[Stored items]
_ _ _ _

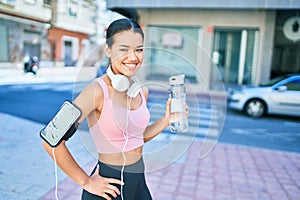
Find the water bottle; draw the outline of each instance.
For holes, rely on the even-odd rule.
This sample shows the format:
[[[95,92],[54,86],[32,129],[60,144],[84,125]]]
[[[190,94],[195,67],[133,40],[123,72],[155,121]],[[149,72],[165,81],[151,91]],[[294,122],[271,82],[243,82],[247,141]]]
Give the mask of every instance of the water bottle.
[[[186,91],[184,86],[184,75],[171,76],[171,132],[186,132],[188,130],[188,119],[186,117]]]

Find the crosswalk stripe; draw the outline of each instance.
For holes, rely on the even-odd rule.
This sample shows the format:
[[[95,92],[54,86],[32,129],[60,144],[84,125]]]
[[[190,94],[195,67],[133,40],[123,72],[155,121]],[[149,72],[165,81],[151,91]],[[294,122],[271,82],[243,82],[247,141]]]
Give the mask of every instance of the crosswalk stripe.
[[[151,113],[151,122],[153,123],[164,115],[165,100],[151,99],[148,102]],[[220,109],[218,106],[209,106],[207,104],[189,105],[189,131],[180,133],[196,137],[217,137],[219,135],[219,118]],[[169,128],[163,131],[163,134],[172,133]]]
[[[173,133],[170,131],[170,129],[165,129],[162,133],[163,134],[184,134],[186,136],[193,136],[193,137],[209,137],[209,138],[215,138],[219,135],[219,130],[215,128],[203,128],[203,127],[191,127],[189,126],[189,130],[193,131],[187,131],[185,133]]]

_ _ _ _

Exercise brief:
Every line in the entries above that mentions the word "draw" must be shown.

Written reply:
Find the water bottle; draw the outline of each instance.
Find the crosswalk stripe; draw the outline of each instance.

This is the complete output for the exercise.